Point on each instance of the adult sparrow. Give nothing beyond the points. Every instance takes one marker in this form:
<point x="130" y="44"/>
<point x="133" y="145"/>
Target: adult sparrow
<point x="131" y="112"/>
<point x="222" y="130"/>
==
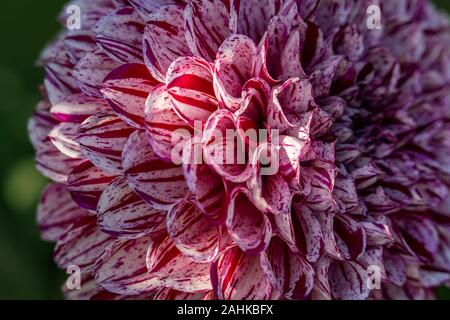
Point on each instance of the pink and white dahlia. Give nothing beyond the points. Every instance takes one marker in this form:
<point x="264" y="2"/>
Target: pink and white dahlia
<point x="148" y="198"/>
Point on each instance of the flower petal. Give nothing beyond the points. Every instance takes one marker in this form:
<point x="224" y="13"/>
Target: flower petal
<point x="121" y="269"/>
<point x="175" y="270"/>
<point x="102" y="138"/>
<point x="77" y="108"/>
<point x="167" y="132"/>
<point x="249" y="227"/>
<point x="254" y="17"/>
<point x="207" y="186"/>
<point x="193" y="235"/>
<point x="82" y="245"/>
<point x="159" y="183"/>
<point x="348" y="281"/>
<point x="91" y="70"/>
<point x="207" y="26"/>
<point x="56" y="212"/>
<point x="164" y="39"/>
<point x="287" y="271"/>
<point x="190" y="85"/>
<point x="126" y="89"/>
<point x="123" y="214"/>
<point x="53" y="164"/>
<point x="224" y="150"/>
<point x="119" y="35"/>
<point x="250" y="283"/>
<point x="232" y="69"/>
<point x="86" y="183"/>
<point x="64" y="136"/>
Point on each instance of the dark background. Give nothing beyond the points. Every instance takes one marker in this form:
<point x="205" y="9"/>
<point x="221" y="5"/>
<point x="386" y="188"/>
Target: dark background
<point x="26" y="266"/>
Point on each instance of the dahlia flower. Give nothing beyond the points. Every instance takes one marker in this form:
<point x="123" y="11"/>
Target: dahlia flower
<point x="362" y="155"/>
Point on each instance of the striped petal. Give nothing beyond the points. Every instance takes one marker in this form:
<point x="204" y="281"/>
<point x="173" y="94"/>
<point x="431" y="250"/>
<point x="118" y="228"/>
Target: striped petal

• Task to carry out
Copy every line from the records above that contains the string "points".

• Answer to this problem
Point on each instance of the adult sparrow. Give nothing beyond the points. Every instance takes one marker in this form:
Point on each instance of the pink and white dahlia. Give nothing beyond the points. Every instance takes one marker in this form:
Point on each instance of the flower petal. Give nothing beyond the points. Every instance takes one marker in this form:
Point on each instance of the dark background. Give nothing beyond the points. Every instance takes one marker in this form:
Point on each instance of the dahlia flower. Give nothing beyond the points. Every instance takes one marker in this form:
Point on each instance of the striped petal. Give nothing beyond the points. Every instance takes one marker in this form:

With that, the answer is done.